____ Exercise data
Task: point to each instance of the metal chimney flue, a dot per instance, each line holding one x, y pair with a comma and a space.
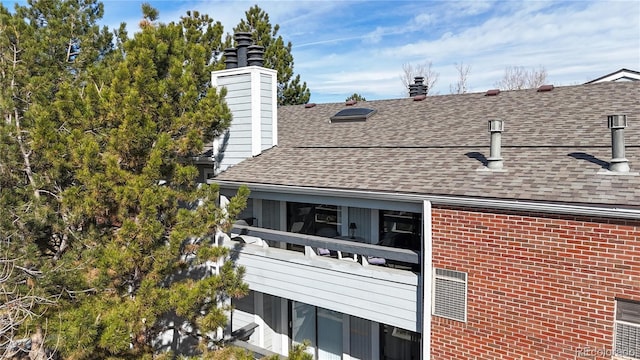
617, 124
230, 58
243, 40
255, 55
494, 161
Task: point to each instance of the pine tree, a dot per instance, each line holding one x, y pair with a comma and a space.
98, 199
277, 56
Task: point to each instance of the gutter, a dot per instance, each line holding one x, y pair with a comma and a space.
472, 202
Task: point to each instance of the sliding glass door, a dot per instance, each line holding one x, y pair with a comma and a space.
321, 327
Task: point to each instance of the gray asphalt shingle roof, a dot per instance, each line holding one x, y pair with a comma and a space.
555, 145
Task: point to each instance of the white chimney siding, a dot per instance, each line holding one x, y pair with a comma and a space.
252, 99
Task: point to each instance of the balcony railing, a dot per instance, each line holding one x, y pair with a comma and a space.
360, 252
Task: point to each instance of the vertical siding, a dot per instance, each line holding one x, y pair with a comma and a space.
362, 218
243, 311
360, 338
266, 114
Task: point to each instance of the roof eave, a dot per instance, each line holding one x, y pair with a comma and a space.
603, 211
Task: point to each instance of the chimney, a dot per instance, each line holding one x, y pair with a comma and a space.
252, 97
243, 40
494, 161
255, 55
618, 163
231, 58
418, 87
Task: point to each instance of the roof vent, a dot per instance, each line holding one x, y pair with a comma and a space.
255, 55
418, 87
618, 163
494, 161
230, 58
545, 88
243, 40
353, 114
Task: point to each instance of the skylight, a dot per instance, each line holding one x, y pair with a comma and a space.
353, 114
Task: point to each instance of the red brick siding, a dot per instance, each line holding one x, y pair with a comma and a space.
539, 287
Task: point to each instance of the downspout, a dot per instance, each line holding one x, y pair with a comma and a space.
427, 280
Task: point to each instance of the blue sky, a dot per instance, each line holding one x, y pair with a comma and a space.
342, 47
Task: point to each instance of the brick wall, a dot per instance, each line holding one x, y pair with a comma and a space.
539, 286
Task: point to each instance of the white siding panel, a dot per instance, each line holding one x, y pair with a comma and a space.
266, 113
380, 294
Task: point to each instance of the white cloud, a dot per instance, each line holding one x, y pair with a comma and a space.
345, 47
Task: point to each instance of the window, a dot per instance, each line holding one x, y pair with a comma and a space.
312, 219
627, 329
450, 294
400, 229
399, 344
322, 327
352, 114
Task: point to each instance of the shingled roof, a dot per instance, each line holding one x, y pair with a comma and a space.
555, 146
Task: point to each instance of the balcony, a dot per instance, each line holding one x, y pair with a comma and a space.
347, 282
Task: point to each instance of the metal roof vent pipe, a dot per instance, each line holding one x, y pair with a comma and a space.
243, 40
494, 161
255, 55
619, 162
418, 87
230, 58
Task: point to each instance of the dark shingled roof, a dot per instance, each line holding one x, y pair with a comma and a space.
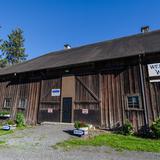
117, 48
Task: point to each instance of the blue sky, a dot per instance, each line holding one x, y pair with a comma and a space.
49, 24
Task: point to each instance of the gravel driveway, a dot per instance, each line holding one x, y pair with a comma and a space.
35, 144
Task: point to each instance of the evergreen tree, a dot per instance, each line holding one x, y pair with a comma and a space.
13, 50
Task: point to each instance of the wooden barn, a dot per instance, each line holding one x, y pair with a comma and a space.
102, 83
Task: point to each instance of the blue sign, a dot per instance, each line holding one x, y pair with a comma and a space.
55, 92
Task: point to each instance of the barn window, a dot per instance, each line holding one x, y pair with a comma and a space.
22, 103
7, 103
133, 101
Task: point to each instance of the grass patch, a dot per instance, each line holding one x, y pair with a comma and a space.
3, 132
119, 142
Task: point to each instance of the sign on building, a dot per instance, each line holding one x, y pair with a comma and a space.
55, 92
50, 110
84, 111
154, 69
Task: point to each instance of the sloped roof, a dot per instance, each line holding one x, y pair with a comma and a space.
112, 49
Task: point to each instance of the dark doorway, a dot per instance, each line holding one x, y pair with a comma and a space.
67, 110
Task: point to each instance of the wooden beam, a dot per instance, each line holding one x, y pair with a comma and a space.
88, 89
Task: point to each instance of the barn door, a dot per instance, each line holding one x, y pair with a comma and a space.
67, 110
87, 103
50, 100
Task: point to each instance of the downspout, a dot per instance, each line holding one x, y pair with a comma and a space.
143, 90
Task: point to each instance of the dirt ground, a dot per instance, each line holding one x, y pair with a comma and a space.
36, 144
________
Problem to work on: This exercise needs every entry retyped exactly, with the pictures removed.

Solution for this problem:
Task: point to each instance of the metal chimney flue, a dot per instance, each line holding one x, y pair with a comma and a space.
617, 124
230, 58
243, 40
255, 55
494, 161
Task: point to each instance of the pine tree, a dot per instance, each line holding one x, y pair with a comma and a space.
98, 199
277, 56
Task: point to each instance of the gutter, a dot per instance, each line holding one x, y pair with a comma and a space.
472, 202
Task: point to each instance of the sliding glass door, a dot per instance, each line holding one x, y pair with a comma and a space.
321, 327
Task: point to each instance of the gray asphalt shingle roof, a dot per instance, each line holding one x, y pair with a comma and a space.
555, 145
Task: point to each instance of the white chimney siding, a dot per instance, each line holding one x, y pair with a comma and a space.
252, 99
Task: point to each instance of the balcony railing, a dot per instance, each line holding one x, y pair with a comma and a space.
360, 252
Task: point to each instance of the vertical siding, a dot per instance, each line holding one x, y pair with a comma and a space.
362, 218
243, 311
360, 338
266, 114
Task: point to each instance of the roof eave, a dot per instance, each line holding one x, y pair with a comma and a space.
603, 211
Task: point to each instance of the chimney, a dot per instance, each line holding one x, y pair with a comma and a space.
252, 97
243, 40
494, 161
255, 55
618, 163
231, 58
418, 87
Task: point to each instance of the roof vent, a dot per instance, each line holding one x, y pair with a comma and a space.
255, 55
418, 87
618, 163
494, 161
230, 58
545, 88
243, 40
353, 114
Task: point to each instance of the skylight, a dot per instance, each line holding one x, y pair with a comma and a space.
353, 114
Task: point to each instance of the red brick siding, a dot per instance, each line holding one x, y pair with a comma and a space.
539, 287
Task: point to each instance of the downspout, a dot per instance, each line holding one x, y pair with a comma and a space.
427, 280
Task: point to each instance of the blue sky, a dot per instance, each line holding one x, y pair with a comma and a space.
342, 47
Task: point to each instance of the brick wall, a dot per instance, each line holding one x, y pair with a comma and a space.
539, 286
Task: point to each instance of the white siding panel, a dot per instance, each line holding one x, y pair with a comma and a space.
266, 113
380, 294
Task: point to each instance of the white cloud, a dot per instance, each line holding one x, y pair with a comma and a space.
345, 47
Task: point to each instance of the window, a dot per instance, each line holding one x, y pair with a comma and a space.
312, 219
627, 329
450, 294
400, 229
399, 344
322, 327
352, 114
Task: point to each instance of the shingled roof, a dot per instance, each line holding one x, y pair with a comma and a space.
555, 146
Task: point to each instance of the balcony, a dot per instance, each line holding one x, y pair with a comma and a space.
347, 282
Task: point to each instance of the metal roof vent pipe, a dot per instance, each line holding one x, y pair with a comma and a space.
243, 40
494, 161
255, 55
619, 162
418, 87
230, 58
Task: point to each instance of the dark shingled roof, a dot per instance, each line holding one x, y pair with a comma and a space.
117, 48
Task: point to each instance of the blue sky, a dot per instance, each line holding one x, y pair with a comma and a space.
49, 24
Task: point to each instance of the gravel driveway, a dot per instance, each line holding one x, y pair with a comma and a space.
35, 144
Task: point to each instance of the evergreen tree, a dot per instance, each line holding one x, y pair with a comma and a space.
13, 50
Task: point to each instance of the wooden barn, a dot per instance, each line holding one x, y pair with a comma and a space.
102, 83
Task: point to each instance of the blue sign, a dot per instance, each line holding one x, y pair with a comma and a space.
55, 92
Task: point to each instance of the barn window, a dot per instance, each line holding one x, y pair with a comma and a space.
22, 103
7, 103
133, 101
Task: point to each instance of the grass patch, a dot per instance, each line holding one x, y pair with a comma and a space.
3, 132
119, 142
Task: point to each instance of the sign on building, a dot per instance, each line holding one x, y pair with a comma and a space.
55, 92
50, 110
84, 111
154, 69
Task: point to each instance of the sloped roof, a dot per instance, each line holding one x, y pair with a comma and a space.
112, 49
Task: point to each instance of the dark doorway, a dot per instance, each line holding one x, y pair with a comma and a space.
67, 110
Task: point to each instance of the wooden beam, a dot per instance, each line holding one x, y pair with a comma and a space.
88, 89
Task: point to each instance of the barn door, a dot per instance, each line holding one x, y pair with a comma and a space.
67, 110
87, 103
50, 100
Task: point to each instance of the downspout, a dot per instance, each line holding one x, y pair with a comma and a space.
143, 90
Task: point to each instance of the dirt ground, a dot per instance, each line holding one x, y pair with a comma and a space.
36, 144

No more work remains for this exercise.